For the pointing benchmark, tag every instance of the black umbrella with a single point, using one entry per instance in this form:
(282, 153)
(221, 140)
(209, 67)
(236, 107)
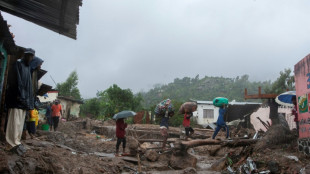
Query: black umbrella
(124, 114)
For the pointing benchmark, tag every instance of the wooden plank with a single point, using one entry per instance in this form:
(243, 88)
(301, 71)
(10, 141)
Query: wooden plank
(155, 140)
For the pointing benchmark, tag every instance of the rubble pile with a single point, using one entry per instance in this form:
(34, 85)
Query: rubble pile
(78, 147)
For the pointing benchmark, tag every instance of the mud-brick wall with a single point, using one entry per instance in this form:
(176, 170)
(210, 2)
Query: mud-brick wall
(304, 146)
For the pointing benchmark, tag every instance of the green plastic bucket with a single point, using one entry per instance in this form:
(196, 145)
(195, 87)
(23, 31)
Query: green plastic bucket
(219, 101)
(45, 127)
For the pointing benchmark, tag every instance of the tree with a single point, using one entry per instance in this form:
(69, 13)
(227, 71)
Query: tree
(111, 101)
(285, 82)
(69, 87)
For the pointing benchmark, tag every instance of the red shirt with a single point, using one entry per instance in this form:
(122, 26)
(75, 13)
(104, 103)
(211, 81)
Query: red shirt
(56, 110)
(187, 120)
(120, 128)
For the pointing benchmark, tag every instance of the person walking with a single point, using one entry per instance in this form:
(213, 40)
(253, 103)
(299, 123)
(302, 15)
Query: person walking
(19, 99)
(295, 113)
(48, 115)
(220, 123)
(120, 134)
(164, 126)
(187, 125)
(32, 122)
(56, 114)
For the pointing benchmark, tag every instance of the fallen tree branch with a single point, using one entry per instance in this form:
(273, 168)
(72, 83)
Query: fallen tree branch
(154, 140)
(231, 143)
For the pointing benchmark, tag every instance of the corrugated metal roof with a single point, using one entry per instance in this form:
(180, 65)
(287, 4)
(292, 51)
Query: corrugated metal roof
(61, 16)
(6, 36)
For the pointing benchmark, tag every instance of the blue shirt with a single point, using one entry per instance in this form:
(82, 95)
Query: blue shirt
(220, 119)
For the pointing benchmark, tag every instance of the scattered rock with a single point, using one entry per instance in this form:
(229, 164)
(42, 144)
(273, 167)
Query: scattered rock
(190, 170)
(219, 165)
(182, 161)
(152, 155)
(273, 166)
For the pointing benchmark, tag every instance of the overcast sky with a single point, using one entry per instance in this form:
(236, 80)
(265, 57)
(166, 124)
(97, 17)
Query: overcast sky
(138, 43)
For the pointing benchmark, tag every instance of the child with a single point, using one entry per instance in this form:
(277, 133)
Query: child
(32, 122)
(187, 125)
(120, 134)
(221, 123)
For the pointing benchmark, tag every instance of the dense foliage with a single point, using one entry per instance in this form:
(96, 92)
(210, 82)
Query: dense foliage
(114, 99)
(206, 88)
(111, 101)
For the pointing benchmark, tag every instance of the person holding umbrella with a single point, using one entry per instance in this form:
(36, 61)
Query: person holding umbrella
(187, 109)
(220, 123)
(187, 125)
(121, 129)
(120, 134)
(288, 98)
(295, 113)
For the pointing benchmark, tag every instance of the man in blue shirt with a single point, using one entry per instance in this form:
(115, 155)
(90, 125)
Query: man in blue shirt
(221, 123)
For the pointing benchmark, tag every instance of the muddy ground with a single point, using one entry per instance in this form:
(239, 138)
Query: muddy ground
(88, 146)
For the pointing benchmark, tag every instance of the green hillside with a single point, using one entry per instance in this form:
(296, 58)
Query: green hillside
(206, 88)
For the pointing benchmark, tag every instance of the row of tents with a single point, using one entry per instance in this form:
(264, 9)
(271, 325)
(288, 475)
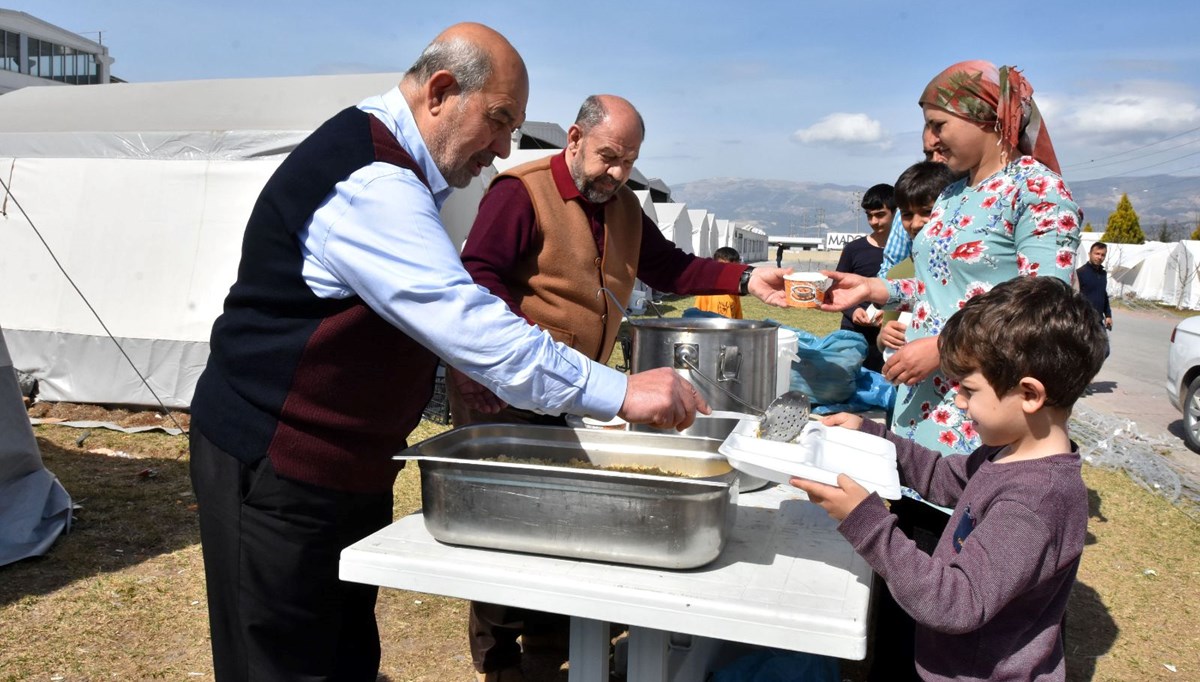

Written task >>
Reproduce all of the data above word for word, leaving out the pictures.

Finished exercise >>
For the pointing benchmark, tag every instance of the black umbrella with a single point, using one entry per instance in this form:
(282, 153)
(221, 140)
(209, 67)
(236, 107)
Query: black umbrella
(124, 114)
For the pointing benchmark, tag every instance of the wooden plank with a single point, using one entry per instance in this form:
(243, 88)
(301, 71)
(10, 141)
Query: wooden plank
(155, 140)
For the pointing benchmark, tag every instance of the rubble pile with a single point, using one entry per instance in this form:
(34, 85)
Query: rubble pile
(78, 147)
For the pointing benchmark, tag every instance of the mud-brick wall with a single point, using one entry per instance in this form:
(176, 170)
(210, 2)
Query: mud-brick wall
(304, 146)
For the pointing benchmark, tag every instance of the green plastic bucket with a single point, using one entry per instance in this form:
(196, 145)
(195, 87)
(23, 31)
Query: green plastic bucket
(219, 101)
(45, 127)
For the pointing benchmark, tag every instance of the tree with a single point, using one entry per instance in this form:
(69, 13)
(227, 71)
Query: tree
(111, 101)
(285, 82)
(69, 87)
For the pointing benchmark, tag every instance of the red shirt with a single point, using one entry per instance in this form:
(122, 26)
(75, 13)
(104, 103)
(211, 81)
Query: red shirt
(56, 110)
(187, 120)
(120, 128)
For the pointing benchmark, tag every instance of the person walking with a single point, using one entry per instance in this form:
(213, 40)
(253, 103)
(299, 123)
(302, 15)
Query: person walking
(19, 99)
(295, 113)
(48, 115)
(220, 123)
(120, 134)
(164, 126)
(187, 125)
(32, 122)
(56, 114)
For the pointing benchmark, tag every instance of the fallen tree branch with a single point, using one entry per instance in this form:
(273, 168)
(72, 83)
Query: fallen tree branch
(154, 140)
(231, 143)
For the pointing benchmark, tag every instance of the corrugated metal roof with a single point, using one entry per instance in this form:
(180, 65)
(287, 4)
(292, 51)
Query: corrugated metal roof
(61, 16)
(6, 36)
For the pointing benchmark, tag every instance of the blue shirt with a single point, using one entry per instance in this form:
(82, 95)
Query: blue shirt
(220, 119)
For the pointing benchmark, tag every instance of the scattered rock with a single point, using one entry per instance in this form:
(229, 164)
(42, 144)
(273, 167)
Query: scattered rock
(190, 170)
(219, 165)
(182, 161)
(152, 155)
(273, 166)
For the pointing benchmark, tag every instance of the overcast sky with a single point, using one entry per instance in this form:
(236, 80)
(265, 57)
(166, 124)
(97, 17)
Query: overcast sky
(138, 43)
For the pointing benchmark, tag every instance of the child with a single point, using one entry per instance in this form:
(277, 133)
Query: child
(32, 122)
(187, 125)
(120, 134)
(221, 123)
For the pointing benchmark, tag every instance of the dense foliage with a single point, using one entry per instance in this form:
(96, 92)
(210, 82)
Query: dense foliage
(114, 99)
(206, 88)
(111, 101)
For the pointing benchmark, tag every instance of the person holding umbrella with a single point, using one entry per instance in this form:
(36, 61)
Query: person holding umbrella
(187, 109)
(220, 123)
(187, 125)
(121, 129)
(120, 134)
(288, 98)
(295, 113)
For the pointing benchmark, tag every instance of the man in blue shirt with a single point, using one entry per instance in this form:
(115, 155)
(90, 125)
Query: man in blue shirt
(221, 123)
For the pointing benchmark, tag every instance of the muddy ground with a single point, using one entry per instance in this form:
(239, 138)
Query: muddy ground
(88, 146)
For the pointing benchmark, tag every instance of the green hillside with a single point, using one entry per instance in this form:
(296, 58)
Query: green hillside
(206, 88)
For the pointing benchmark, tag every instance of the row of tents with a single point, using one entry per instance in this form:
(264, 9)
(271, 325)
(288, 475)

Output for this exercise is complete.